The US withdrew from the agreement in 2018, and relations between Washington and Tehran have declined sharply since.

After US President Joe Biden was elected this year, the two bitter rivals returned to the negotiating table to try once again to strike an agreement.

After a four-month hiatus following Iran’s presidential elections, the talks are set to resume in Vienna at the end of this month.

Ali Bagheri Kani, Iran’s deputy foreign minister and lead negotiator, came to the UK Foreign Office to set out his country’s demands.

Middle East and North Africa Minister James Cleverly told his counterpart that Iran should take the opportunity of the new talks to conclude a deal that he said is already on the table.

The Iranian side remains focused on securing sanctions relief and ensuring that the deal cannot break down again.

Western countries want the talks to focus on curbing Iran’s enriched uranium stockpile, which is moving ever closer to the level required for a bomb.

Israel and the Gulf states have urged negotiators to broaden the scope of the talks to involve Iran’s regional belligerence, its support for terrorists and its missile program, which they say undermine regional security.

The talks stalled for months after hardliner Ebrahim Raisi was elected as Iran’s president in June this year.

There had been speculation that the entire process would collapse and the US would return to its “maximum pressure” campaign of suffocating Iran’s already ailing economy.

_EXERCISES_:
1 > According to the excerpt on the Iran talks, in which city are the negotiations set to resume?
2 > Duplicate the part of the excerpt on the Iran talks that begins at the words "There had been" and stops after "already ailing economy.".
3 > Render this sentence from the excerpt on the Iran talks into Spanish: "The talks stalled for months after hardliner Ebrahim Raisi was elected as Iran’s president in June this year."

Source data
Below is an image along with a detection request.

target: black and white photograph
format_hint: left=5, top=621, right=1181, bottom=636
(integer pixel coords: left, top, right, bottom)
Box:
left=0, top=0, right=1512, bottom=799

_SOLVED TASKS_:
1 > Vienna.

2 >
There had been speculation that the entire process would collapse and the US would return to its “maximum pressure” campaign of suffocating Iran’s already ailing economy.

3 > Las conversaciones quedaron estancadas durante meses después de que el ultraconservador Ebrahim Raisi fuera elegido presidente de Irán en junio de este año.